▶ [What is needed]: For this exercise, repeat each entry exactly as written.
- - -
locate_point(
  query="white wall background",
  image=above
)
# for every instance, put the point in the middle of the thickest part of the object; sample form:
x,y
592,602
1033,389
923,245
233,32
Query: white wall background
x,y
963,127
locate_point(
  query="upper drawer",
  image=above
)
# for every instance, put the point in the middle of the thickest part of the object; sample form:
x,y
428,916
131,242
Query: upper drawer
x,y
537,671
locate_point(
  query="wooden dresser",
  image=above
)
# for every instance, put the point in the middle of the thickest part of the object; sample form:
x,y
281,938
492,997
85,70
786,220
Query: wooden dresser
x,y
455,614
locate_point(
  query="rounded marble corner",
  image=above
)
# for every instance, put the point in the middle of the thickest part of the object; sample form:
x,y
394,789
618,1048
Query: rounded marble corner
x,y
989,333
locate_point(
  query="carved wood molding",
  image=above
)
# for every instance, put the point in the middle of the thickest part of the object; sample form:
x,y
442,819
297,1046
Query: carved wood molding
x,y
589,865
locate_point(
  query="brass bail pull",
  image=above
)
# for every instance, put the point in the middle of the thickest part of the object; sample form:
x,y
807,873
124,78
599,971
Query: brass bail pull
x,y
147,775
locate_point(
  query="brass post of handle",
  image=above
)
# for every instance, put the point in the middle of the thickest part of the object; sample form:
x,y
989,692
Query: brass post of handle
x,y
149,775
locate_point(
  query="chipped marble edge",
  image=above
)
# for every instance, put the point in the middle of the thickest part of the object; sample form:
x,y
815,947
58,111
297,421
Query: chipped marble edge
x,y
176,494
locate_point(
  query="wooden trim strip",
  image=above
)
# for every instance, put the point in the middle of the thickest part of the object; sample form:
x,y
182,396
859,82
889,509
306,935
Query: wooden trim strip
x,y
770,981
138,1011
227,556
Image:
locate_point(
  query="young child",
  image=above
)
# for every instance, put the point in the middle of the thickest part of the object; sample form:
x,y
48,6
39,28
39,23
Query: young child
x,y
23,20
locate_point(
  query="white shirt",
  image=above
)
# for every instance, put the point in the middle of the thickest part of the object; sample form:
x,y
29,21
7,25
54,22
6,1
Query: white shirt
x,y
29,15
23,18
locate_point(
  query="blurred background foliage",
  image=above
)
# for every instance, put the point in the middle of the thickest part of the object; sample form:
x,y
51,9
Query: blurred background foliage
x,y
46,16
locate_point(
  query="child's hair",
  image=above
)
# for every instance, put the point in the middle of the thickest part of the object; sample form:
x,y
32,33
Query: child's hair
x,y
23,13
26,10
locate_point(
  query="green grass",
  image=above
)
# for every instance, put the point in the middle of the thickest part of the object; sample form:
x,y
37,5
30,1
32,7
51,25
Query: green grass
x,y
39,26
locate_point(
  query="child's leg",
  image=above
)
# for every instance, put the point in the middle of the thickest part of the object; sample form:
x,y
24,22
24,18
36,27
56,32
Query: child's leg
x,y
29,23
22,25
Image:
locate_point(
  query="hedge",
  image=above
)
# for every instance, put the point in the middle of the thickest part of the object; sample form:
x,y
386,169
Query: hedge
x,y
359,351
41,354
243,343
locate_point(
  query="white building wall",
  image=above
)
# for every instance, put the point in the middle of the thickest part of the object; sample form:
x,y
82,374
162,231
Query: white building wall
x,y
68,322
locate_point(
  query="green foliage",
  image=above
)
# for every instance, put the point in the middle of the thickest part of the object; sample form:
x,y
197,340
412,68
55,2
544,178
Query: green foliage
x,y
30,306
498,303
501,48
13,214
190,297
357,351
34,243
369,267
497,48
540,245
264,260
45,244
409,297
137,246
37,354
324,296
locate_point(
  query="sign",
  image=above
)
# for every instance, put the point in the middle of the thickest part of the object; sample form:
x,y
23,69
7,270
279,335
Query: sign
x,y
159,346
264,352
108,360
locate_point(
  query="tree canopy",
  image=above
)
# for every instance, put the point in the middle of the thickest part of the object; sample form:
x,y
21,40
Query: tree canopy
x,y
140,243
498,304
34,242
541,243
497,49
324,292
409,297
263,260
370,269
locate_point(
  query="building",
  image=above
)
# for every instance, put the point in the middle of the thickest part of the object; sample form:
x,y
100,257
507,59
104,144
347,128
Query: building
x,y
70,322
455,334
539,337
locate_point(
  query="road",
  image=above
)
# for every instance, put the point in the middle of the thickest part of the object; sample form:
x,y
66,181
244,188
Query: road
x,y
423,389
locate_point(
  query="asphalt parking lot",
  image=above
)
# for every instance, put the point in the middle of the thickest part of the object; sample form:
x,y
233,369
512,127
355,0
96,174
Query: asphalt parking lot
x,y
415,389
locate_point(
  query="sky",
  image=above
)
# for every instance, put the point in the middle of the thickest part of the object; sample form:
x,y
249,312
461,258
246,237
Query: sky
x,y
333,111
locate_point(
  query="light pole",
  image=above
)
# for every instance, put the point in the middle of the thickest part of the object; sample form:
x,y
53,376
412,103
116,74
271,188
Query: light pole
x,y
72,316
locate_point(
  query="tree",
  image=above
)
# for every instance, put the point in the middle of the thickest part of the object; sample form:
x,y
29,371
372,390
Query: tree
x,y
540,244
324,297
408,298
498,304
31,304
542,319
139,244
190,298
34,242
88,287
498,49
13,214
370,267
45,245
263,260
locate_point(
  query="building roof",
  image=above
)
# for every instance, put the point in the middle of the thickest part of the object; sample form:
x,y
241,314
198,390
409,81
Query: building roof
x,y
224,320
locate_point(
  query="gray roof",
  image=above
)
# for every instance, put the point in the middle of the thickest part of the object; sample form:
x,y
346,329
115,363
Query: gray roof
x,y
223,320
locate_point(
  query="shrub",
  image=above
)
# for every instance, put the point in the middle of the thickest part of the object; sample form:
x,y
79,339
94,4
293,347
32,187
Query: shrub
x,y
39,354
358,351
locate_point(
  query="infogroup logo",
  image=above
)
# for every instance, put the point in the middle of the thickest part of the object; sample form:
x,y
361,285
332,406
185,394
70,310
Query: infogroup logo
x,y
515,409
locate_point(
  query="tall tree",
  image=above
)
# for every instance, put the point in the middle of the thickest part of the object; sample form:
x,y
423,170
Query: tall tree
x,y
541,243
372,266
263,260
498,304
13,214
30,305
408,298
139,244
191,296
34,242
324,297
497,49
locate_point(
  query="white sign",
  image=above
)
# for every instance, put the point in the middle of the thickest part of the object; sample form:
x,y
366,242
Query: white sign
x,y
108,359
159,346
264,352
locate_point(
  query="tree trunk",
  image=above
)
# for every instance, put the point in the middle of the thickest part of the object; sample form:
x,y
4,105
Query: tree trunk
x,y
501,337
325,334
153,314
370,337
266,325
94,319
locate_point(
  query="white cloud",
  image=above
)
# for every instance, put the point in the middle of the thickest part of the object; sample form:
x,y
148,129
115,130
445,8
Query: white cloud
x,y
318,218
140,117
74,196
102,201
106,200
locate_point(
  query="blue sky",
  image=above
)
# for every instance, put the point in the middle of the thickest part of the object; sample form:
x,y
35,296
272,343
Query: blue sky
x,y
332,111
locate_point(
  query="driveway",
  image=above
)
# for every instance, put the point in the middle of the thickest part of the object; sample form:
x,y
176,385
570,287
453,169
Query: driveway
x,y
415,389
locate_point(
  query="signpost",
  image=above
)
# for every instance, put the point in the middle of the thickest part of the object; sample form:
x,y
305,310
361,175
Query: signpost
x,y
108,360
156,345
- - -
▶ [Your solution]:
locate_point(
  query="white wall background",
  image=above
)
# for every instance, put the point in the middle of the thickest part of the object; sample form:
x,y
592,602
1033,389
923,245
233,32
Query: white wall background
x,y
963,127
locate_point(
  query="upper drawer",
  image=above
)
# for every instance, put the point in the middle of the thickest part of the object; sample form:
x,y
428,916
131,242
Query: upper drawer
x,y
537,671
locate_point(
  query="wooden dresser",
  image=above
)
# for every instance, put the point in the middle of the thickest part of the object; sample form:
x,y
281,938
492,997
85,70
786,220
Query: wooden dresser
x,y
455,614
locate_point(
  query="rounded marble corner",
  image=above
)
# for every instance, put the point in the middle of the thickest part of the object; sample form:
x,y
394,789
618,1048
Query: rounded marble corner
x,y
989,333
locate_point(
  query="carved wood molding",
  image=above
)
# for every instance, put the point in the middle of the thickest part of the object; sample form:
x,y
442,819
297,1046
Query: carved wood molding
x,y
589,865
locate_point(
  query="brass bail pull",
  image=above
)
# for every instance, put the point in the middle of the thickest part of the object; sample form:
x,y
807,873
124,78
599,971
Query: brass bail pull
x,y
147,775
locate_point(
  query="brass post of handle",
  image=above
)
# for every instance, put the point in the middle of the thickest part of the object; sample form:
x,y
989,692
Query: brass post of handle
x,y
149,775
locate_point(
  query="chipped marble edge",
  image=above
)
# for every instance, put the point in the middle of the thickest part of the object; sample form:
x,y
815,947
58,111
297,421
Query: chipped marble edge
x,y
176,494
locate_point(
  query="wooden trim strip",
  image=above
)
# for every instance, put the point in the middle of the thickest part of the object; sample form:
x,y
182,396
859,82
889,509
306,935
Query: wooden trim strip
x,y
770,981
138,1011
227,556
Image:
locate_point(
  query="young child",
  image=above
)
# for every instance, put the point in the middle of the thickest part of the object; sample form:
x,y
48,6
39,28
39,23
Query: young child
x,y
23,20
locate_point(
  query="white shirt",
  image=above
)
# for every instance, put the point in the middle of the thickest part of the object; sample form:
x,y
29,21
7,25
54,22
6,1
Query: white shirt
x,y
29,15
23,18
locate_point(
  query="blurred background foliage",
  image=above
)
# for every instance, put the point in the middle of the thickest part of the object; sample form:
x,y
51,9
Query: blurred background foliage
x,y
46,16
locate_point(
  query="child's hair",
  image=above
)
# for every instance, put the point in the middle of the thickest part of the object; sample form:
x,y
32,33
Query: child's hair
x,y
23,13
26,10
locate_point(
  query="green grass",
  image=above
)
# for every instance, put the point in the middle of the thickest part of the object; sample form:
x,y
37,5
30,1
32,7
51,25
Query: green grass
x,y
39,26
locate_point(
  query="child's leg",
  image=above
)
# for every instance, put the point in the middle of the thickest part of the object; sample form:
x,y
24,22
24,18
36,27
56,32
Query: child's leg
x,y
29,23
22,25
Image:
locate_point(
  query="hedge",
  image=above
)
# for every instance, put the point in the middle of the thickest part of the object; sample form:
x,y
386,169
Query: hedge
x,y
359,351
41,354
243,343
locate_point(
  query="white building wall",
  image=above
)
# for every instance, put the point in the middle of the thickest part of the object; sample form:
x,y
82,374
162,231
Query: white building wall
x,y
68,322
locate_point(
  query="green foliage",
  image=above
)
# for every instance, put the point in the middle of the thickest part of the object; sample form:
x,y
197,340
412,68
55,2
544,178
Query: green foliage
x,y
30,306
498,303
501,48
13,214
190,297
357,351
34,243
369,267
497,48
540,245
264,260
45,244
409,297
137,246
37,354
324,296
locate_point(
  query="sign",
  image=above
)
# for every instance, put the point in the middle of the thickest part of the object; sample form:
x,y
23,69
7,270
279,335
Query: sign
x,y
159,346
264,352
108,360
locate_point(
  query="tree canopy",
  image=above
)
# for every instance, put the point in the middle of the thickest part of the object; sample form:
x,y
21,40
Query: tree canopy
x,y
140,243
498,304
34,242
541,243
497,49
324,292
409,297
263,260
370,269
locate_point(
  query="building",
  image=above
)
# for every instance, put the point in the middle of the thickest part of the object; sample form:
x,y
100,257
507,59
104,144
347,128
Query: building
x,y
70,322
455,334
539,337
locate_point(
  query="road",
  image=above
)
# for every instance, put the point in the middle of the thickest part of the object; sample form:
x,y
66,181
244,188
Query: road
x,y
423,389
locate_point(
  query="asphalt parking lot",
  image=above
)
# for every instance, put the point in the middle of the thickest part of the object; sample form:
x,y
233,369
512,127
355,0
96,174
Query: asphalt parking lot
x,y
415,389
locate_point(
  query="sky",
  image=above
)
# for every instance, put the point in the middle of the thickest part of the object; sample form:
x,y
249,312
461,258
246,237
Query: sky
x,y
333,111
locate_point(
  query="light pole",
  image=above
)
# for every instance, put the point in the middle of the thickest part of the object; sample form:
x,y
53,376
412,103
116,74
271,188
Query: light pole
x,y
72,316
locate_point(
  query="tree",
  image=above
)
# for every instance, put the point in the middle of the thickest part of the object; sample form:
x,y
29,371
372,390
Query: tree
x,y
540,244
324,297
408,298
498,304
31,304
542,319
139,244
190,298
34,242
88,287
498,49
13,214
370,267
45,245
263,260
locate_point(
  query="building roof",
  image=above
)
# for every instance, put the point in the middle of the thickest part of the object; sample form:
x,y
241,314
198,390
409,81
Query: building roof
x,y
224,320
locate_point(
  query="gray roof",
  image=above
)
# for every instance, put the point in the middle of the thickest part of the object; sample form:
x,y
346,329
115,363
Query: gray roof
x,y
223,320
locate_point(
  query="shrub",
  image=above
)
# for every instance, put the point in the middle of the thickest part of the object; sample form:
x,y
79,339
94,4
293,347
32,187
Query: shrub
x,y
39,354
358,351
locate_point(
  query="infogroup logo",
  image=above
)
# for every instance, put the point in the middle of the thickest part of the object; sample form:
x,y
361,285
332,406
185,394
70,310
Query: infogroup logo
x,y
515,409
locate_point(
  query="tall tree",
  image=above
)
# for every instance, put the point in the middle of the thickest part of the object; sample form:
x,y
423,170
Query: tall tree
x,y
541,243
372,266
263,260
498,304
13,214
30,305
408,298
139,244
191,296
34,242
324,297
497,49
locate_point(
  query="white sign",
  image=above
)
# for every instance, put the point in the middle of the thickest part of the object; sample form:
x,y
366,242
Query: white sign
x,y
108,359
159,346
264,352
locate_point(
  query="tree trunk",
  image=above
)
# for every instance, put the point in the middle of the thickest part of the object; sample form:
x,y
4,105
Query: tree trunk
x,y
501,337
325,334
153,314
370,337
266,325
94,319
locate_point(
  query="white cloud",
  image=above
)
# for every instance, put the point in the middle of the thickest part of the object; sample form:
x,y
148,129
115,130
445,8
Query: white cloud
x,y
318,218
140,117
74,196
102,201
106,200
locate_point(
  query="blue sky",
  image=above
)
# for every instance, put the point in the middle of the thickest part of the object; sample form:
x,y
35,296
272,343
Query: blue sky
x,y
332,111
locate_point(
  query="driveway",
  image=above
)
# for every instance, put the point in the middle of the thickest part of the object; sample form:
x,y
176,385
570,287
453,169
Query: driveway
x,y
415,389
locate_point(
  query="signpost",
  image=above
)
# for every instance, put the point in the middle of the thickest part of the object; sample form:
x,y
305,310
361,175
Query: signpost
x,y
108,360
156,345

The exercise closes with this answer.